| TEXTE DE LECTURE |
Il y a les projets avortés, les rêves qui resteront des rêves et les stations de ski qui ont (déjà) disparu. Afin de sauver les vallées alpines de la désertification, mais aussi parfois par esprit de clocher, les trente glorieuses vont voir se développer des projets, parfois extravagants, de stations de ski. Le manque d’investisseurs ou quelques hivers sans neige feront que ces projets ne verront jamais le jour.
Si le tourisme de neige se développe dans les Alpes dès la fin du 19e siècle, c’est surtout pendant les 30 glorieuses qu’un tourisme de masse s’installe dans les Alpes, comme sur le littoral français. En parallèle du plan neige, où l’État créa les plus grandes stations des Alpes, de nombreuses communes de montagne et promoteurs montent des projets de station et de domaines skiables… qui n’ont finalement ensuite jamais vu le jour !
La Croix du Sud
Dans les années 80, La Croix du Sud, c’était un projet fou d’un domaine frontalier devant, à terme, relier Valloire à Bardonecchia en Italie, par Valmeinier, Bissorte (Orelle) et Valfréjus. Imaginée par le promoteur de la station de Tignes et de Val Thorens, La Croix du Sud impliquait la création de Valmeinier 1800 (qui fut créée en 1986), d’une station accessible en télécabine sur les rives du lac de Bissorte, puis de Valfréjus (créée en 1983). À terme, ce domaine avait pour ambition de concurrencer les 3 Vallées avec une surface développée deux fois plus vaste.
Au début des années 90, le projet capote après plusieurs années sans neige et l’endettement important des deux stations principalement concernées : Valmeinier et Valfréjus. 9 remontées mécaniques étaient prévues afin de relier Valmeinier à Valfréjus, parmi lesquelles le télésiège de la Sandonnière, finalement créé en site vierge cette année. Source
Il y a peu, ce projet qu’on croyait d’un autre âge est ressorti des cartons à l’occasion de l’élaboration du SCOT de Maurienne. Ce document d’urbanisme fixe les orientations urbanistiques de la vallée à l’horizon des 15 prochaines années. S’il y a fort à parier que la Croix du Sud a été inscrite au Scot pour garder la possibilité technique de mettre en place le projet, il est notamment défendu par le maire de Modane qui avance comme arguments la nécessité de monter en altitude pour s’adapter au réchauffement climatique et ainsi préserver les emplois dans la vallée.

| CONSIGNE 1 |
Reprenez sous forme de liste le paragraphe du texte de lecture qui commence par « Dans les années 80, La Croix du Sud », en gardant ses faits principaux.
| CONSIGNE 2 |
Traduisez en anglais, s'il vous plaît, cette phrase du texte de lecture : « Ce document d’urbanisme fixe les orientations urbanistiques de la vallée à l’horizon des 15 prochaines années. »

Extraits du jeu de données sur le pointage d'objets:
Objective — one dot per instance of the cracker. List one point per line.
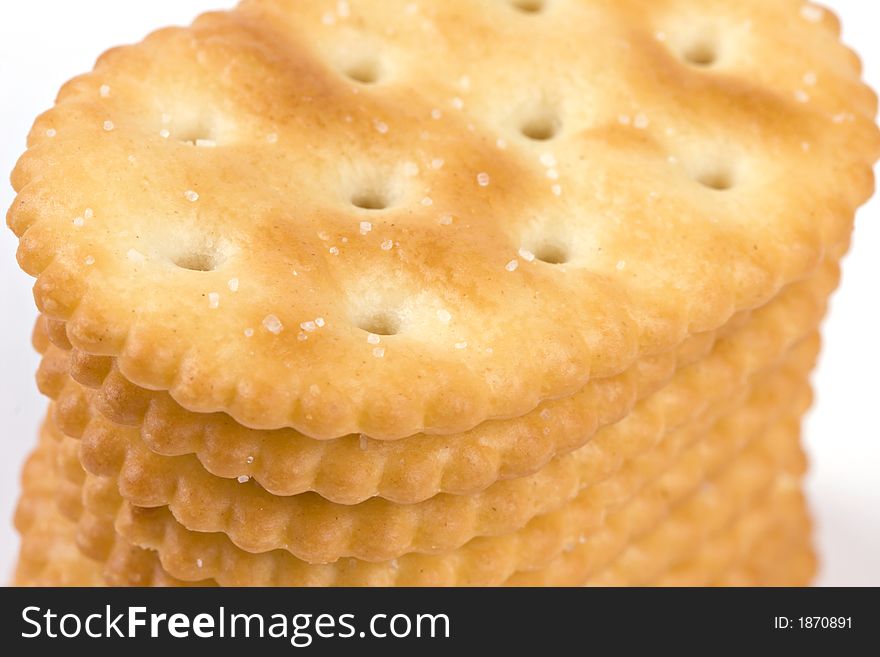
(318, 531)
(487, 560)
(663, 558)
(49, 554)
(352, 469)
(752, 553)
(248, 206)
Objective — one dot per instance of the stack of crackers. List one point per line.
(438, 293)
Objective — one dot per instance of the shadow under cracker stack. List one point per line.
(447, 292)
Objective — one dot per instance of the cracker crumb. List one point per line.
(812, 13)
(272, 324)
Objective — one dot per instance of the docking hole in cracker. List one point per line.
(514, 292)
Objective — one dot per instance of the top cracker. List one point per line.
(394, 217)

| CORRIGÉ 1 |
- Projet des années 80 : un domaine frontalier destiné à relier à terme Valloire à Bardonecchia (Italie) par Valmeinier, Bissorte (Orelle) et Valfréjus.
- Imaginé par le promoteur de Tignes et de Val Thorens.
- Prévoyait la création de Valmeinier 1800 (créée en 1986), d'une station accessible en télécabine au bord du lac de Bissorte, puis de Valfréjus (créée en 1983).
- Ambition : concurrencer les 3 Vallées avec une surface développée deux fois plus vaste.

| CORRIGÉ 2 |
This planning document sets out the valley's urban planning guidelines for the next 15 years.